Stored data entries:
*** Begin section ***

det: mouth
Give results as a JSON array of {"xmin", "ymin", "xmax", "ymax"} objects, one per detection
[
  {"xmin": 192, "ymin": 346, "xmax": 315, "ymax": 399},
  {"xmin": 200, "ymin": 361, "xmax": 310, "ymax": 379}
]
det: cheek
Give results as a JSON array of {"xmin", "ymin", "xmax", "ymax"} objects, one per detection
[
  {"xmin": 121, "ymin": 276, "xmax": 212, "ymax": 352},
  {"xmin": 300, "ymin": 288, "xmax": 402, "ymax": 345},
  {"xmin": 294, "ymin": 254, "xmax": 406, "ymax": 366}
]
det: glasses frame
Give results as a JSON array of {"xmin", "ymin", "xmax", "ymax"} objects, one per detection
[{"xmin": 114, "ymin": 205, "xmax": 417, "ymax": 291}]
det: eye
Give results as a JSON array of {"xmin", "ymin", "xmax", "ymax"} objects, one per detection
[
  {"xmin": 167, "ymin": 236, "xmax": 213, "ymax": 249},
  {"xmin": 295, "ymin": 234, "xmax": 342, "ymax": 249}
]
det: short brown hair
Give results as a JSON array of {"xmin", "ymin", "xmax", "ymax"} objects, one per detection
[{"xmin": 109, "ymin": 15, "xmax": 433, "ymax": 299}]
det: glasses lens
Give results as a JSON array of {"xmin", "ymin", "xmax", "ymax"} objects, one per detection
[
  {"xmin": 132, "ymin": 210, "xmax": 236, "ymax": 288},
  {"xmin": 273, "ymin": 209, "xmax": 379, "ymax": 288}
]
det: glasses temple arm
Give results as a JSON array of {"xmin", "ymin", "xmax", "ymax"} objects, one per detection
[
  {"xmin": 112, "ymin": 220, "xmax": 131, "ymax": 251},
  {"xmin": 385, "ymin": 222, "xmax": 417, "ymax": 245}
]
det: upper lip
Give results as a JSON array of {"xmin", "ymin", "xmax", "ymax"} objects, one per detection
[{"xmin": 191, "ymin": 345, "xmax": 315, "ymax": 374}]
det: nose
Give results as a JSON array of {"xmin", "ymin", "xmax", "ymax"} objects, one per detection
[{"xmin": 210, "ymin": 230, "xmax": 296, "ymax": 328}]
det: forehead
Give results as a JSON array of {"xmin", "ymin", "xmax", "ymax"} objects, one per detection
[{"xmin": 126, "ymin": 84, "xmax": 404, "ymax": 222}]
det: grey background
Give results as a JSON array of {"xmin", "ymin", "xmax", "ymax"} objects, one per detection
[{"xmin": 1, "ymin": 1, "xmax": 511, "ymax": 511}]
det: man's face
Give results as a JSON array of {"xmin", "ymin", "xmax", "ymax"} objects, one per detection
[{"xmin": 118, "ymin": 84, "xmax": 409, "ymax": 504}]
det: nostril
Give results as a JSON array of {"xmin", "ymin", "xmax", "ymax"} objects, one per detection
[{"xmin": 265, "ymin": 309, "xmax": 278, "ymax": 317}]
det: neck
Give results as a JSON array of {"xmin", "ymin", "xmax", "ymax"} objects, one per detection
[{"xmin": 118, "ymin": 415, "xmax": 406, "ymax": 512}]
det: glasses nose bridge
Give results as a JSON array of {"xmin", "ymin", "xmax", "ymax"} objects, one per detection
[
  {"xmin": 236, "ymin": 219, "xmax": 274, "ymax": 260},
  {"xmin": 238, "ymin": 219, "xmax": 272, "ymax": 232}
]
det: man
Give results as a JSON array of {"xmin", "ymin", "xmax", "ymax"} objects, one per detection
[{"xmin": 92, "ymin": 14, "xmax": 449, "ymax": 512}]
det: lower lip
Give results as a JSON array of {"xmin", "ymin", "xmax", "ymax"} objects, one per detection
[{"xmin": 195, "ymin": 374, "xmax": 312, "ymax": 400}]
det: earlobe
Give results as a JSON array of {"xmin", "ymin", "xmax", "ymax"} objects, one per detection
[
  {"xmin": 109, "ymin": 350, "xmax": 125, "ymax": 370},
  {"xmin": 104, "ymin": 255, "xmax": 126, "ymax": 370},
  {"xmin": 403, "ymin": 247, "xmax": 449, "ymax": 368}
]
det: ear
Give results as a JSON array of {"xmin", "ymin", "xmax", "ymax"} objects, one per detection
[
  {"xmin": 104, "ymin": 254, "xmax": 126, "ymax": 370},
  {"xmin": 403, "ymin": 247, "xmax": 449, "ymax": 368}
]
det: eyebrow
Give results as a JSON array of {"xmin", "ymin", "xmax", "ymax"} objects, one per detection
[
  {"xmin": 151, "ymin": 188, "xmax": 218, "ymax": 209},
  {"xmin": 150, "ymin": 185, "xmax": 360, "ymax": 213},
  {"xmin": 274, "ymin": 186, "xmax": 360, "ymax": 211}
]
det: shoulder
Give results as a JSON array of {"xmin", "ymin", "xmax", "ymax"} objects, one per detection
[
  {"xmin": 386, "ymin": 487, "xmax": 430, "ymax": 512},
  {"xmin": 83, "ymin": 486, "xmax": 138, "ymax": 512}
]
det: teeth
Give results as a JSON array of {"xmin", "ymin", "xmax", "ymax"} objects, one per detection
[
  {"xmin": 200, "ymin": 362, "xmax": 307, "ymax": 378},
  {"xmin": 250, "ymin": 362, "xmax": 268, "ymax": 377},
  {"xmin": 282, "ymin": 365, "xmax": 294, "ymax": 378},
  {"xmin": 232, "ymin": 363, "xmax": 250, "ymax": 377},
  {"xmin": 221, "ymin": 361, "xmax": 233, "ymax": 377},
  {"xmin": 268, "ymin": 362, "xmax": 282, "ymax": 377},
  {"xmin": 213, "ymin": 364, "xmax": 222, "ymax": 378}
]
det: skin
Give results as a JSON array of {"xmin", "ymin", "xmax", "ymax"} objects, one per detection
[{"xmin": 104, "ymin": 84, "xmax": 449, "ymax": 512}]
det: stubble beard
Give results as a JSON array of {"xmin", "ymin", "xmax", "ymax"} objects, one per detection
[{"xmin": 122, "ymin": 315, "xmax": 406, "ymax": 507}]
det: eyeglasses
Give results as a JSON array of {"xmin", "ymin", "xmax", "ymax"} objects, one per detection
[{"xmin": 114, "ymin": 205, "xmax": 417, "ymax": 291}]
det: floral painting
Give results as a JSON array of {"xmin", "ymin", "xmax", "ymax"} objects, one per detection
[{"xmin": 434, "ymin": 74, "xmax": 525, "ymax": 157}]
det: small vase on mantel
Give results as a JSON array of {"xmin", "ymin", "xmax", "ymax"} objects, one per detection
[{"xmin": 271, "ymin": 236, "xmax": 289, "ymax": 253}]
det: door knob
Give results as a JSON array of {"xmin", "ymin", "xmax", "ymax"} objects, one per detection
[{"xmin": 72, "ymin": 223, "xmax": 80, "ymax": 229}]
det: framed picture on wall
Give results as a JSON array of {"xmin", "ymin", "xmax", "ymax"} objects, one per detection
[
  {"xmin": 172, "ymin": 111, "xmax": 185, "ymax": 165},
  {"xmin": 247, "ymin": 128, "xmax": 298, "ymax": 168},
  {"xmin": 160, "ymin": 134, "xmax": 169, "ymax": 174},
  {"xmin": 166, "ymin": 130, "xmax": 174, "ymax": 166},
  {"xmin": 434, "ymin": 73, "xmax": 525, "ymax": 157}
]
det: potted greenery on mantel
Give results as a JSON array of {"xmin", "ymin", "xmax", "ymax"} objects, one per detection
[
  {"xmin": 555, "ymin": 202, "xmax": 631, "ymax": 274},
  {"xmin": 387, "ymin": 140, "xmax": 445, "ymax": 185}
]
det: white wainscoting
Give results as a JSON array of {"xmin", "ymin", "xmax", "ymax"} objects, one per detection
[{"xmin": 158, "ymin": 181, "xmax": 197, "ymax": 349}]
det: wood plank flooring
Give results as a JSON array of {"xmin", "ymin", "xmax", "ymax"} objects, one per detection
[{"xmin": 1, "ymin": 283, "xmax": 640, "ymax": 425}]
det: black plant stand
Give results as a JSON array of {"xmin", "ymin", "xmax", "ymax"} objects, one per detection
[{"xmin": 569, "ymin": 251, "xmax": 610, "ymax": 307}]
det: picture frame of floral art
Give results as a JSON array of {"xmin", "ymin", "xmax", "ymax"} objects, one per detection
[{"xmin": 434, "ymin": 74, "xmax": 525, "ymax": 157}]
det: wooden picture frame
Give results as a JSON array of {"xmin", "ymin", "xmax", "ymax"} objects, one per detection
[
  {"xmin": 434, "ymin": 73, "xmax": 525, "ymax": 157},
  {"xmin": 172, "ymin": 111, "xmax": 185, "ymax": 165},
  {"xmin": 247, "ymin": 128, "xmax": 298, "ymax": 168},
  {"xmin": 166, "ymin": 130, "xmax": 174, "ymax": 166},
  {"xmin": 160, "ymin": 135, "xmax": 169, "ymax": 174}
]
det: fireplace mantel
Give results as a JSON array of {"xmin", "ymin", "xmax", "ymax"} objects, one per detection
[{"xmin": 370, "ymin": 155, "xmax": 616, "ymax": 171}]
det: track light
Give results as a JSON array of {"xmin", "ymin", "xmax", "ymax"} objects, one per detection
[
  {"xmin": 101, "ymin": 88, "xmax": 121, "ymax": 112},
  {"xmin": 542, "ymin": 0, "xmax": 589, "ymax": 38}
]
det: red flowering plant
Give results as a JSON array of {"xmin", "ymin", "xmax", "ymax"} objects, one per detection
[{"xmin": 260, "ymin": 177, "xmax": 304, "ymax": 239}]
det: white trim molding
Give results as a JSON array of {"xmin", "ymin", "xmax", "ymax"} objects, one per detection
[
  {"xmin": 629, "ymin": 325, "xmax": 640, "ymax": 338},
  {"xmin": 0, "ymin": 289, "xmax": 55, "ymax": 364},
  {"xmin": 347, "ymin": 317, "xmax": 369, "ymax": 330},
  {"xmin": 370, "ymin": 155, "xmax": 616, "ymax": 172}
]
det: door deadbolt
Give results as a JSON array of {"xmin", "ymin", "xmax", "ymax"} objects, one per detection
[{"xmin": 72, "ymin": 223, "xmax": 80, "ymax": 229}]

*** End section ***

About this task:
Repeat word for word the lines above that run from the line containing "det: eyeglasses" through the line containing "det: small vase on mantel", both ends included, and nothing else.

Answer space:
det: eyeglasses
Give results as a JSON array of {"xmin", "ymin", "xmax", "ymax"} objects, one per detection
[{"xmin": 114, "ymin": 205, "xmax": 417, "ymax": 291}]
det: floral painting
Give results as a JSON array of {"xmin", "ymin", "xmax", "ymax"} objects, one per detection
[{"xmin": 434, "ymin": 74, "xmax": 525, "ymax": 157}]
det: small vase on mantel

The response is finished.